▸ Goal of the exercise
Reproduce the following material exactly, including every line.

-------------------------

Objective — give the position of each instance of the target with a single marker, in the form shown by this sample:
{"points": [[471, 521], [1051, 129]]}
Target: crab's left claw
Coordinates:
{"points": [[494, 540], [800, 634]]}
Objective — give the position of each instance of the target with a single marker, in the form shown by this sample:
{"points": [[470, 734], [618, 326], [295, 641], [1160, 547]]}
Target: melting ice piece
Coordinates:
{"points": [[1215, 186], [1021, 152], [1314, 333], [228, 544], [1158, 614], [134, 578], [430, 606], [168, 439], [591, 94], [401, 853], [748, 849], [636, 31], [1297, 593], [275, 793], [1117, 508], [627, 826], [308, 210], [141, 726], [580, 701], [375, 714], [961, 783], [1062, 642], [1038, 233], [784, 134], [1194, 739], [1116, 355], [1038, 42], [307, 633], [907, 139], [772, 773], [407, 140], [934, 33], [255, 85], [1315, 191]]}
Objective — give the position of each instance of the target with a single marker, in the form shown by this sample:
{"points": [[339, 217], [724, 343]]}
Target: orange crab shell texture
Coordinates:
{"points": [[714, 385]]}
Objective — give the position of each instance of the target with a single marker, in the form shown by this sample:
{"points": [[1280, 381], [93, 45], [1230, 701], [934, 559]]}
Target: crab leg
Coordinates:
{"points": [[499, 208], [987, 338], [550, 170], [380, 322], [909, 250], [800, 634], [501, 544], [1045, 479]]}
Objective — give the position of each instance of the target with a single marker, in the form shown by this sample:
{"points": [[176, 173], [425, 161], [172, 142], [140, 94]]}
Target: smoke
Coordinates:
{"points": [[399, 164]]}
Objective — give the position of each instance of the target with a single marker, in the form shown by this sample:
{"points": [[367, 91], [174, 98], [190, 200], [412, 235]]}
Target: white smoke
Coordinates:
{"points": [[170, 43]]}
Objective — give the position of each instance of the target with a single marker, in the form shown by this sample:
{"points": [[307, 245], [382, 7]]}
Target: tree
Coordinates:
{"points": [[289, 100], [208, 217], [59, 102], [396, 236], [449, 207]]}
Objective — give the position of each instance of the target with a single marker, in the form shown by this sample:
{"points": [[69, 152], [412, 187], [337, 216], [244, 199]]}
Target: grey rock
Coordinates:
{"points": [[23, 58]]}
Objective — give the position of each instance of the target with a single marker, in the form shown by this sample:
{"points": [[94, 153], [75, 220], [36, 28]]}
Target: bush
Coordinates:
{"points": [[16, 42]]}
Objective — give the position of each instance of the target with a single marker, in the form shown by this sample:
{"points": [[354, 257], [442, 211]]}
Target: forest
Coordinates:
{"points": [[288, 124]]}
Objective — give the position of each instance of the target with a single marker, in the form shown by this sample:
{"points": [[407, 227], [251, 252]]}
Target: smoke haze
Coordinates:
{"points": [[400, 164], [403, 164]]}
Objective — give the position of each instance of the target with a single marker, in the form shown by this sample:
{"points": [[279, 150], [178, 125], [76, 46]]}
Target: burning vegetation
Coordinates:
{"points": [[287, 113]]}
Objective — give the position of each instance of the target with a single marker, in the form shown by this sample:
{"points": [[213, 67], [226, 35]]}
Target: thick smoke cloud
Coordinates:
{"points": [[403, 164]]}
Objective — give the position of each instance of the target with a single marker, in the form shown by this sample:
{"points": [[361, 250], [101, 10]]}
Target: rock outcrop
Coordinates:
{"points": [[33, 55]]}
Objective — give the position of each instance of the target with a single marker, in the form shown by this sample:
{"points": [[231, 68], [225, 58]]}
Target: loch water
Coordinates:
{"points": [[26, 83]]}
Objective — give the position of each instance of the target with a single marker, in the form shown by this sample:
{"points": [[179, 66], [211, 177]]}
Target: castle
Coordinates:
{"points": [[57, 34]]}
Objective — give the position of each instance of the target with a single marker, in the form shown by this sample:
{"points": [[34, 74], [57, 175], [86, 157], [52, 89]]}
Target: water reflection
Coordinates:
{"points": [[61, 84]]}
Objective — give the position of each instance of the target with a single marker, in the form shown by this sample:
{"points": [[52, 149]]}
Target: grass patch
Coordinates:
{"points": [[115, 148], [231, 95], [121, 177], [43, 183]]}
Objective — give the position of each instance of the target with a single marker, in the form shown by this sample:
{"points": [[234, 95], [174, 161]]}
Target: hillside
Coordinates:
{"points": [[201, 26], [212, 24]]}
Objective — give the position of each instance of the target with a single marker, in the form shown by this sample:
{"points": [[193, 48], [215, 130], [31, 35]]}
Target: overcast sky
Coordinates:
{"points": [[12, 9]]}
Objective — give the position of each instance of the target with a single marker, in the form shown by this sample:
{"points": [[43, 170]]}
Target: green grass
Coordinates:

-------------------------

▸ Solution to the problem
Objective — give the position of each instance of the target with a single marker, in the form shown by this sample:
{"points": [[471, 521], [1051, 129]]}
Target: crab's left claw
Coordinates:
{"points": [[494, 540], [800, 634]]}
Objective — give the position of each instance of the target with a single marker, in the form shown by this sample:
{"points": [[470, 734], [618, 326], [295, 641], [1160, 547]]}
Target: melting ice piece
Coordinates:
{"points": [[1215, 186], [1021, 152], [1314, 333], [228, 544], [1158, 614], [134, 578], [430, 606], [168, 439], [591, 94], [401, 853], [748, 849], [636, 31], [1297, 593], [275, 793], [1117, 508], [627, 826], [308, 210], [141, 726], [580, 701], [375, 714], [961, 783], [1062, 642], [1038, 233], [784, 134], [1194, 739], [1116, 355], [1038, 42], [307, 633], [907, 139], [772, 773], [407, 140], [934, 33], [255, 85], [1315, 191]]}
Objective — give the position of each instance of the target with a single marker, in the form shown by this sample:
{"points": [[339, 217], [724, 343]]}
Target: orange crab shell texture
Coordinates:
{"points": [[714, 385]]}
Objective — give the position of each instance of the target with a single marker, in the form shown by this sample:
{"points": [[1280, 381], [93, 45], [1230, 701], [934, 559]]}
Target: crab leg
Coordinates:
{"points": [[499, 208], [987, 338], [550, 170], [380, 322], [909, 250], [800, 634], [501, 544], [1045, 479]]}
Objective — give the position of each instance of the target with a single marker, in the form shown by this sample:
{"points": [[176, 173], [425, 161], [172, 142], [140, 94]]}
Target: smoke
Coordinates:
{"points": [[399, 164]]}
Objective — give the position of each instance of the target with a single marker, in the form shown by this sample:
{"points": [[367, 91], [174, 98], [190, 200], [412, 235]]}
Target: white smoke
Coordinates:
{"points": [[170, 43]]}
Objective — give the position of each instance of the target with a single marker, in the form shown by this sample:
{"points": [[307, 245], [382, 7]]}
Target: tree
Coordinates:
{"points": [[289, 100], [208, 217], [59, 102], [396, 236], [449, 207]]}
Objective — give the position of each instance of the target with a single marker, in the form shown by this sample:
{"points": [[69, 152], [412, 187], [337, 216], [244, 199]]}
Target: grey rock
Coordinates:
{"points": [[23, 58]]}
Objective — give the position of each instance of the target with a single marker, in the form shown by this sample:
{"points": [[94, 153], [75, 220], [36, 28]]}
Target: bush
Coordinates:
{"points": [[16, 42]]}
Objective — give the position of each instance of the target with a single marker, in the form shown by this sample:
{"points": [[354, 257], [442, 211]]}
Target: forest
Coordinates:
{"points": [[288, 124]]}
Objective — give the position of each instance of the target with a single marker, in the form shown by this sample:
{"points": [[407, 227], [251, 252]]}
Target: smoke haze
Coordinates:
{"points": [[400, 164], [403, 164]]}
Objective — give the position of each instance of the target with a single marker, in the form shown by this sample:
{"points": [[279, 150], [178, 125], [76, 46]]}
Target: burning vegetation
Coordinates:
{"points": [[287, 113]]}
Objective — give the position of each instance of the target with a single marker, in the form shown by this sample:
{"points": [[213, 67], [226, 35]]}
Target: thick smoke cloud
Coordinates:
{"points": [[403, 164]]}
Objective — give the position of each instance of the target with a single marker, in the form shown by this sample:
{"points": [[361, 250], [101, 10]]}
Target: rock outcrop
Coordinates:
{"points": [[33, 55]]}
Objective — give the position of each instance of the target with a single marker, in the form shown by this sample:
{"points": [[231, 68], [225, 58]]}
Target: loch water
Coordinates:
{"points": [[26, 83]]}
Objective — give the position of each instance of the target with a single marker, in the form shown by this sample:
{"points": [[179, 66], [211, 177]]}
Target: castle
Coordinates:
{"points": [[57, 34]]}
Objective — give the position of each instance of the target with a single marker, in the form shown by this sample:
{"points": [[34, 74], [57, 175], [86, 157], [52, 89]]}
Target: water reflection
Coordinates:
{"points": [[61, 84]]}
Objective — give the position of each instance of the target with a single marker, in the form shown by this sample:
{"points": [[52, 149]]}
Target: grass patch
Coordinates:
{"points": [[115, 148], [231, 95], [121, 177], [43, 183]]}
Objective — give the position of each instance of the target with a single marker, in the form shown by this sample:
{"points": [[234, 95], [174, 161]]}
Target: hillside
Coordinates:
{"points": [[201, 26], [212, 24]]}
Objective — give the position of each instance of the target with a single marker, in the form shown by this sample:
{"points": [[193, 48], [215, 130], [31, 35]]}
Target: overcast sky
Coordinates:
{"points": [[12, 9]]}
Objective — give the position of each instance of the target with a single marker, in the form shown by this sample:
{"points": [[43, 170]]}
Target: green grass
Coordinates:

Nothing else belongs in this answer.